### [What is asked]
Copy the forum thread below about counting the days left until a software trial's end date, reproducing every line without changes.

Posted: Mon May 15, 2006 6:35 am
by mhouldridge
Hi,

I am trying to calculate the numbe rof days between today's date and a future date, for end dates on evaluation software.

Here is my code;

Code: Select all

// Database query
$sql = mysql_query("SELECT * FROM software WHERE trial = 'YES'"); 
$row = mysql_fetch_array($sql);

// Set variable $today to today's date
$today = date("Y-m-d"); // Set today's date as variable

//set date two variable to the field value of end_date from the query
$datetwo = $row['end_date'];

// Set variable for number of evaluation days left
$daysleft = ((strtotime($datetwo) - strtotime($today))/86400);
The problem I have with the above is that the $daysleft shows the dates with decimal places, and they are not correct.

Please help

Posted: Mon May 15, 2006 6:47 am
by timvw
Have a look at the DATEDIFF function in DATE and TIME functions section of the MySQL manual...

(http://dev.mysql.com/doc/refman/5.0/en/ ... tions.html)

Posted: Mon May 15, 2006 6:47 am
by BadgerC82
I think this code would work but I haven't tested (I'm feeling lazy ;) ).

### [Record excerpts]
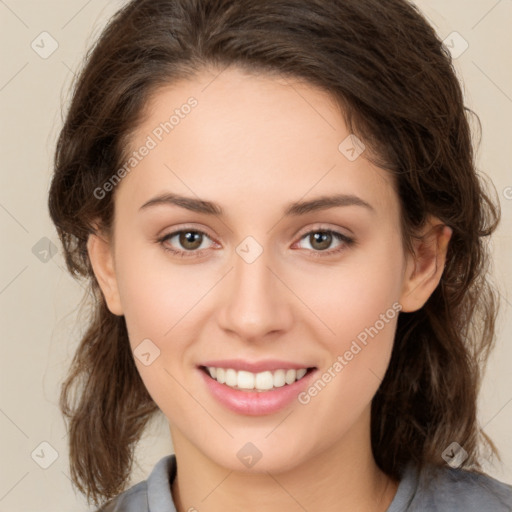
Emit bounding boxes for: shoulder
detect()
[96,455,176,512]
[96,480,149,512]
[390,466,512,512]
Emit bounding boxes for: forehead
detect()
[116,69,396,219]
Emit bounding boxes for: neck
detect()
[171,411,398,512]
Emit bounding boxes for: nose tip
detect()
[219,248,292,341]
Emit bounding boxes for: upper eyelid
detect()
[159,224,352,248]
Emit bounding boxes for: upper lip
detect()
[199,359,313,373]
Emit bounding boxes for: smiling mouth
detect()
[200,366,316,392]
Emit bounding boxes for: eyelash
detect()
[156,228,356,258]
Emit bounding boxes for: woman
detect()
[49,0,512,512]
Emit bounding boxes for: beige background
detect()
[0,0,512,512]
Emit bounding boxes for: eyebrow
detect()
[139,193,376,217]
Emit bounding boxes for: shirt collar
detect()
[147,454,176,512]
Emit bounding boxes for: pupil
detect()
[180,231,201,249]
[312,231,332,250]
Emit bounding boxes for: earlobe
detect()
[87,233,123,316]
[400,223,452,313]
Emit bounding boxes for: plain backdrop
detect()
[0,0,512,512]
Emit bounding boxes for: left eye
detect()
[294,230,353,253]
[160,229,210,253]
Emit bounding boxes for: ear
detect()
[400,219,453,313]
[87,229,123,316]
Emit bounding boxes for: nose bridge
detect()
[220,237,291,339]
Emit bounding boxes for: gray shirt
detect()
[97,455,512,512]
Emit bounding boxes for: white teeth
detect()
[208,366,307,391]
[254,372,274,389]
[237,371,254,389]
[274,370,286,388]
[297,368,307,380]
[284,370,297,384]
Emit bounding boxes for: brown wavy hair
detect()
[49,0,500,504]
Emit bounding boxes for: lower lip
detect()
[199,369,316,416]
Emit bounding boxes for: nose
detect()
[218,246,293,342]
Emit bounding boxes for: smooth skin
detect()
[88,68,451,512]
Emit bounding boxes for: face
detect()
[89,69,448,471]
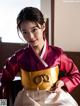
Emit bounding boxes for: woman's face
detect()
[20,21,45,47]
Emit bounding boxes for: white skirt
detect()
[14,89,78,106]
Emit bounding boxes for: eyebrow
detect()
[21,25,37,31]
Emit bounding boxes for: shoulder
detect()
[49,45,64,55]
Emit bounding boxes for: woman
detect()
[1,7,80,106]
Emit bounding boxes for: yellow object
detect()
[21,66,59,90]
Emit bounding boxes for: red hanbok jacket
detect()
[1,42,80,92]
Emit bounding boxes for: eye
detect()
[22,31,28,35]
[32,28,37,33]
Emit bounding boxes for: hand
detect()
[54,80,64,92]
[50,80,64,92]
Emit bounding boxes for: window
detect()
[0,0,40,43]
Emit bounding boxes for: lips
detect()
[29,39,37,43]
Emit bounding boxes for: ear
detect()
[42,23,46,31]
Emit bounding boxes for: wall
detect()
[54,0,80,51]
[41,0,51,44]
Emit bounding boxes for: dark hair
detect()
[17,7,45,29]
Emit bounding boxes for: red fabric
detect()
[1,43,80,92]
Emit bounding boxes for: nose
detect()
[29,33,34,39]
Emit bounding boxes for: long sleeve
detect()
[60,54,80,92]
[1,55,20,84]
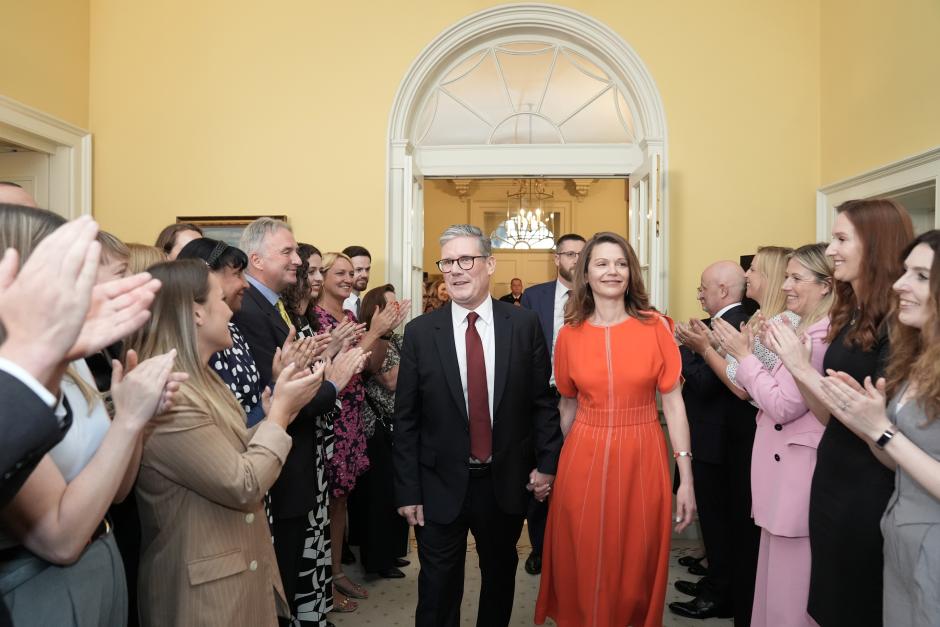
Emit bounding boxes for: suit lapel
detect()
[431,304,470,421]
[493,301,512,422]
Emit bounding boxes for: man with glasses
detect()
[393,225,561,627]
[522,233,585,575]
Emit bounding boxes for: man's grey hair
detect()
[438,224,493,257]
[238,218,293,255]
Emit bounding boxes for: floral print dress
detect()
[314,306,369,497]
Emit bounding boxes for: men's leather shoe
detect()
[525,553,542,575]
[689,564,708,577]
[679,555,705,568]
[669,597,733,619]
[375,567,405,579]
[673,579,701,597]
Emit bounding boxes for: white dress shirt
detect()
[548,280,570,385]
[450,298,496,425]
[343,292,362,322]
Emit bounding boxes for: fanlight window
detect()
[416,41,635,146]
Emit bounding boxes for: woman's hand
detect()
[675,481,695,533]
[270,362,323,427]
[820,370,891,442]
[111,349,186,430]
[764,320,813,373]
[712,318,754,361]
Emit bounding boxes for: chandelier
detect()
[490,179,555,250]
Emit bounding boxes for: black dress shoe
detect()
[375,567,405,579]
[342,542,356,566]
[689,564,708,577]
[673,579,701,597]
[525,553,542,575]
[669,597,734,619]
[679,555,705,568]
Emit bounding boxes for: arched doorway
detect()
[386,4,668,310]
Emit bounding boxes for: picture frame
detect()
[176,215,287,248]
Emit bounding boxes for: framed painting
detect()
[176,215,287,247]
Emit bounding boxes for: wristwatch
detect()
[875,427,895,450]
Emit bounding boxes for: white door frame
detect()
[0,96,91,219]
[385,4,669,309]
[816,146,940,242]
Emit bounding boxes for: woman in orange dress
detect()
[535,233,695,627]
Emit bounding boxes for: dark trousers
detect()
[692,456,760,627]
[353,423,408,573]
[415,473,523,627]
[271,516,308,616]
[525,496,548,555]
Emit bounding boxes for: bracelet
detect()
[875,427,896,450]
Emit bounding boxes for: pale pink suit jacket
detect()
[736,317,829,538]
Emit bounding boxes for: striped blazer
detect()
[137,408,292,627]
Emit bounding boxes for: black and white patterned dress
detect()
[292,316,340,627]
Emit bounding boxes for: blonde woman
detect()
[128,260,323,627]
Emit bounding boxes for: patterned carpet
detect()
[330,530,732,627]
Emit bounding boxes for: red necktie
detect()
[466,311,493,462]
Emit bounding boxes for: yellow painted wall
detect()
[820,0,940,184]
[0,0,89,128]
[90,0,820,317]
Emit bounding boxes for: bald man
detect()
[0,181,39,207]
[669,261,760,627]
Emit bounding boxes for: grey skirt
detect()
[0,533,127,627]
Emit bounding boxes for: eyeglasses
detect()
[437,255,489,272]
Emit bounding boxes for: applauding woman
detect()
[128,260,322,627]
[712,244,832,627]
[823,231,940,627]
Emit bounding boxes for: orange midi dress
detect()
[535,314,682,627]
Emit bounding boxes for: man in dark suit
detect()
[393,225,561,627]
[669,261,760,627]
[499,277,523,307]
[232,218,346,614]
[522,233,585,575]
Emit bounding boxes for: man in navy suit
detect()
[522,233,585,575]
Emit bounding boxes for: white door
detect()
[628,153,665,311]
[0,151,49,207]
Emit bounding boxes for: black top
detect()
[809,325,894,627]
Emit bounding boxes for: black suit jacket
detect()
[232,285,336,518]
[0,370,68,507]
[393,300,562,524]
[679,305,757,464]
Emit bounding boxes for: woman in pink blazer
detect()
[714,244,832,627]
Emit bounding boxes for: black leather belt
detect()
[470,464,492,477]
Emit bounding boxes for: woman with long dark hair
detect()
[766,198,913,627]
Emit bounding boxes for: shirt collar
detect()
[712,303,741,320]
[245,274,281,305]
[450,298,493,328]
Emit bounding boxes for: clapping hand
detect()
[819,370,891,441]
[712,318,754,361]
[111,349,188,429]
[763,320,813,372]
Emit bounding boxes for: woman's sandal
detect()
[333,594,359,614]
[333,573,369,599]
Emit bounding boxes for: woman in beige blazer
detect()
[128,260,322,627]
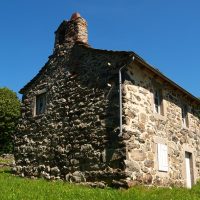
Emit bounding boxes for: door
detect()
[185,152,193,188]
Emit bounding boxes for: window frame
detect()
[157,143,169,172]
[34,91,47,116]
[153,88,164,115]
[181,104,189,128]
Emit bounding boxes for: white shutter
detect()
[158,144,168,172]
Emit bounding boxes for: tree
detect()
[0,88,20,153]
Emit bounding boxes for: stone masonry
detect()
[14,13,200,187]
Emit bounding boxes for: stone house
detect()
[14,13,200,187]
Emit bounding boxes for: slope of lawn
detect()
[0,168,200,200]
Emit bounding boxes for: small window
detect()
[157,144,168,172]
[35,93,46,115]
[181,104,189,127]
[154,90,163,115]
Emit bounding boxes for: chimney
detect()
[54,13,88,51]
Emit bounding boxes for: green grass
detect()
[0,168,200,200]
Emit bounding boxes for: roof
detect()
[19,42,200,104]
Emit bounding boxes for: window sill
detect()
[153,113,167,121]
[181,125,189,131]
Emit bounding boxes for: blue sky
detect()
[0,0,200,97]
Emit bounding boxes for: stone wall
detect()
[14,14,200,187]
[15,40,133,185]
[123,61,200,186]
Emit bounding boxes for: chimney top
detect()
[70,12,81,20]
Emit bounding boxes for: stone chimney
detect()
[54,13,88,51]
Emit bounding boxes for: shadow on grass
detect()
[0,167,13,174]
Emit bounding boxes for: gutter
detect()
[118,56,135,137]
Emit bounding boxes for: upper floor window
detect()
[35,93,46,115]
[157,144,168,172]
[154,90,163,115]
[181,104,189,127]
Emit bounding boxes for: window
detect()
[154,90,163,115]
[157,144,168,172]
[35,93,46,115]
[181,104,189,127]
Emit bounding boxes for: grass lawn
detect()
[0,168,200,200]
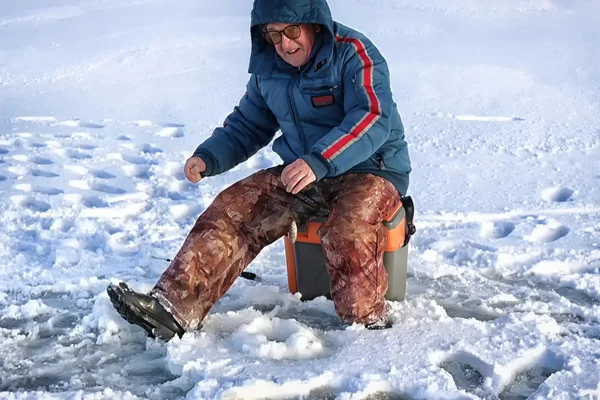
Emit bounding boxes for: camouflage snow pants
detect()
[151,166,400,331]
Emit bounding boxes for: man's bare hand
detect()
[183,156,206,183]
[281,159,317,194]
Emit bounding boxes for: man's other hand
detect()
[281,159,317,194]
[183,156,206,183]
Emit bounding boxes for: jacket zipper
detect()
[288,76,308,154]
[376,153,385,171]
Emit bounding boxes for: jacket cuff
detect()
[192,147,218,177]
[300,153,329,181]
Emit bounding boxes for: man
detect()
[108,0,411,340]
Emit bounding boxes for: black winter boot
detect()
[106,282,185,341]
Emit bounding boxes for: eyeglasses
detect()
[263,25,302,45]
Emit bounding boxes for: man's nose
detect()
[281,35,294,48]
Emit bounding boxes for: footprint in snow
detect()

### [Solution to the problem]
Posted: Mon May 15, 2006 6:35 am
by mhouldridge
Hi,

I am trying to calculate the numbe rof days between today's date and a future date, for end dates on evaluation software.

Here is my code;

Code: Select all

// Database query
$sql = mysql_query("SELECT * FROM software WHERE trial = 'YES'"); 
$row = mysql_fetch_array($sql);

// Set variable $today to today's date
$today = date("Y-m-d"); // Set today's date as variable

//set date two variable to the field value of end_date from the query
$datetwo = $row['end_date'];

// Set variable for number of evaluation days left
$daysleft = ((strtotime($datetwo) - strtotime($today))/86400);
The problem I have with the above is that the $daysleft shows the dates with decimal places, and they are not correct.

Please help

Posted: Mon May 15, 2006 6:47 am
by timvw
Have a look at the DATEDIFF function in DATE and TIME functions section of the MySQL manual...

(http://dev.mysql.com/doc/refman/5.0/en/ ... tions.html)

Posted: Mon May 15, 2006 6:47 am
by BadgerC82
I think this code would work but I haven't tested (I'm feeling lazy ;) ).